> WHAT THE TASK ASKS:
Rewrite the lines below as a numbered list, omitting blank lines and leaving the pictures out of the answer.

* * * * *

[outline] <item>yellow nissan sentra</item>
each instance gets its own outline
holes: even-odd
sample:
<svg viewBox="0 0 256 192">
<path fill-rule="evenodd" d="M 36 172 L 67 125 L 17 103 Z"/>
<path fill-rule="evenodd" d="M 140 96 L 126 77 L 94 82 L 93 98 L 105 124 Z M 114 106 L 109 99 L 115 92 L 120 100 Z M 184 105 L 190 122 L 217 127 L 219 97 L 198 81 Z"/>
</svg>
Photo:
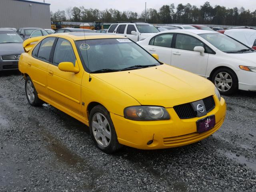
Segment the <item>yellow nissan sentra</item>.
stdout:
<svg viewBox="0 0 256 192">
<path fill-rule="evenodd" d="M 106 152 L 187 145 L 224 120 L 225 101 L 211 82 L 160 62 L 123 36 L 59 33 L 23 46 L 19 69 L 28 102 L 48 103 L 89 126 Z"/>
</svg>

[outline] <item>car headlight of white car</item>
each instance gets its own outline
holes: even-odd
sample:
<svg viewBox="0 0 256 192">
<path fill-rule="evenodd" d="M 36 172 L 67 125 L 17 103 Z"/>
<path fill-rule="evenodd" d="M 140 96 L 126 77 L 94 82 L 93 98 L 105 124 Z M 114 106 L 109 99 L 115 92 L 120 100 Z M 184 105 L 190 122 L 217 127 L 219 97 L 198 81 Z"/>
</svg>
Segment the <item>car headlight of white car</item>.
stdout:
<svg viewBox="0 0 256 192">
<path fill-rule="evenodd" d="M 242 69 L 243 70 L 251 71 L 252 72 L 256 72 L 256 67 L 249 67 L 248 66 L 240 65 L 239 67 L 241 69 Z"/>
<path fill-rule="evenodd" d="M 216 94 L 216 95 L 217 95 L 217 96 L 218 96 L 219 100 L 220 100 L 220 99 L 221 99 L 220 94 L 220 92 L 216 87 L 215 87 L 215 94 Z"/>
</svg>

* * * * *

> ANSWER:
1. [outline] <item>yellow nissan sentra</item>
2. each instance gets its own outline
3. holes: even-odd
4. sample:
5. <svg viewBox="0 0 256 192">
6. <path fill-rule="evenodd" d="M 36 172 L 67 125 L 17 103 Z"/>
7. <path fill-rule="evenodd" d="M 140 96 L 126 77 L 94 82 L 93 98 L 105 124 Z M 114 106 L 109 99 L 115 92 L 120 100 Z M 184 105 L 190 122 L 217 127 L 219 97 L 198 81 Z"/>
8. </svg>
9. Photo:
10. Segment the <item>yellow nissan sentra</item>.
11. stdout:
12. <svg viewBox="0 0 256 192">
13. <path fill-rule="evenodd" d="M 106 152 L 187 145 L 224 120 L 225 101 L 211 82 L 160 62 L 123 36 L 59 33 L 23 46 L 19 69 L 28 102 L 48 103 L 89 126 Z"/>
14. </svg>
15. [outline] <item>car headlight of white car</item>
16. each instance gets its own outline
17. holes: even-odd
18. sample:
19. <svg viewBox="0 0 256 192">
20. <path fill-rule="evenodd" d="M 36 172 L 67 125 L 17 103 Z"/>
21. <path fill-rule="evenodd" d="M 140 96 L 126 77 L 94 82 L 93 98 L 105 124 Z M 114 106 L 109 99 L 115 92 L 120 100 Z M 184 105 L 190 122 L 217 127 L 219 97 L 198 81 Z"/>
22. </svg>
23. Segment the <item>car headlight of white car</item>.
24. stdout:
25. <svg viewBox="0 0 256 192">
26. <path fill-rule="evenodd" d="M 242 69 L 243 70 L 251 71 L 252 72 L 256 72 L 256 67 L 249 67 L 248 66 L 240 65 L 239 67 L 241 69 Z"/>
27. <path fill-rule="evenodd" d="M 216 94 L 216 95 L 217 95 L 217 96 L 218 96 L 219 100 L 220 100 L 220 99 L 221 99 L 220 94 L 220 92 L 216 87 L 215 87 L 215 94 Z"/>
28. </svg>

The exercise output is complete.